-- TASK PROMPT --
When a line in the records contains the string "shirt", copy that line.
START EXCERPTED RECORDS
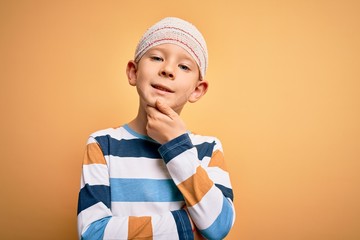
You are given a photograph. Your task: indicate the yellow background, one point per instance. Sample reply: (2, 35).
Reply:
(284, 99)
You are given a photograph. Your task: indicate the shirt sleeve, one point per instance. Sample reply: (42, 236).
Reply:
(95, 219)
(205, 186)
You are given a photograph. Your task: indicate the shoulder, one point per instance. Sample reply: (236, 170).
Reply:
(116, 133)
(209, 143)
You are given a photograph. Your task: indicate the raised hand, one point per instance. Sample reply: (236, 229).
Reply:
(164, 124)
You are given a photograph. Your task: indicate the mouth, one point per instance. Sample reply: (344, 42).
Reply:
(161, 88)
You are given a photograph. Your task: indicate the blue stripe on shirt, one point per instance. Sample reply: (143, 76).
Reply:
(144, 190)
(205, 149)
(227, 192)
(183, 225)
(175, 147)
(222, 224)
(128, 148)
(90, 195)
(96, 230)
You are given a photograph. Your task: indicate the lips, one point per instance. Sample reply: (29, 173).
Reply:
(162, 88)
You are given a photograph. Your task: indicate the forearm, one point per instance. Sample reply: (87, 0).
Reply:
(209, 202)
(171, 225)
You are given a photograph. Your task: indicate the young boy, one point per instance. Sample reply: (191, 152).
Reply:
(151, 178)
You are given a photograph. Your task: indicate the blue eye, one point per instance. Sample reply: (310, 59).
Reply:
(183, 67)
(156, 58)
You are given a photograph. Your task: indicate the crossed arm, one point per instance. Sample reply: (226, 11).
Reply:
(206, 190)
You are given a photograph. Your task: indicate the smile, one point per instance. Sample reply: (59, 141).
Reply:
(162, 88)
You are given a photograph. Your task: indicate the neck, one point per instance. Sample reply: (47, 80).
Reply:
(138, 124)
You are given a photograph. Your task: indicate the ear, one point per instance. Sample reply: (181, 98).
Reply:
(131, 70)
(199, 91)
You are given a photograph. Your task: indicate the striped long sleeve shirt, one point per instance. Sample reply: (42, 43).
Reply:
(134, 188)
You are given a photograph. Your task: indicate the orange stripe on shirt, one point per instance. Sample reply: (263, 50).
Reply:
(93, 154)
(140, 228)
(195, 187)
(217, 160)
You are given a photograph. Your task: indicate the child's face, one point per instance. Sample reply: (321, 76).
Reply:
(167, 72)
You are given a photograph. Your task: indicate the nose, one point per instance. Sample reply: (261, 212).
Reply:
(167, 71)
END EXCERPTED RECORDS
START EXCERPTED RECORDS
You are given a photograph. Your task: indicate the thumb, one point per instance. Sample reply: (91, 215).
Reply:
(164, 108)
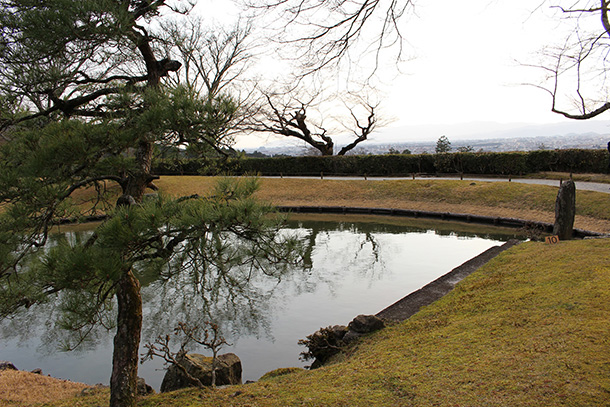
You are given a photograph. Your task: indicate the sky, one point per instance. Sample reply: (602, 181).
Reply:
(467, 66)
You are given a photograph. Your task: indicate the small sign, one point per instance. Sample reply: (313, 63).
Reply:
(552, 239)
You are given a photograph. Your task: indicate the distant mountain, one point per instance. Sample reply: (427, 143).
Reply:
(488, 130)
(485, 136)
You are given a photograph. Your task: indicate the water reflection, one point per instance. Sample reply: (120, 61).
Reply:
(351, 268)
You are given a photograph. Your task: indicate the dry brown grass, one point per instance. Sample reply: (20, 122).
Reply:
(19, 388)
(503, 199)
END EXCERPTED RECORDS
START EXCERPTED RECORDS
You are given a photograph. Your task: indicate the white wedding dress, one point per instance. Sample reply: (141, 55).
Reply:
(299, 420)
END EXCERPTED RECORDS
-- EXERCISE RESULT --
You are given a photograph. Your task: indicate the shirt sleeve, one point per instance. Sample reply: (42, 236).
You are given a photograph. Your task: indicate the blue stripe on shirt, one point per instance. Sample reply: (143, 76).
You are given a photograph. Your task: indicate the striped long sleeve shirt, one point per instance. Sample reply: (42, 43).
You are given a photograph. Your task: indicate the orange stripe on shirt, one point per instance. Sample reply: (263, 50).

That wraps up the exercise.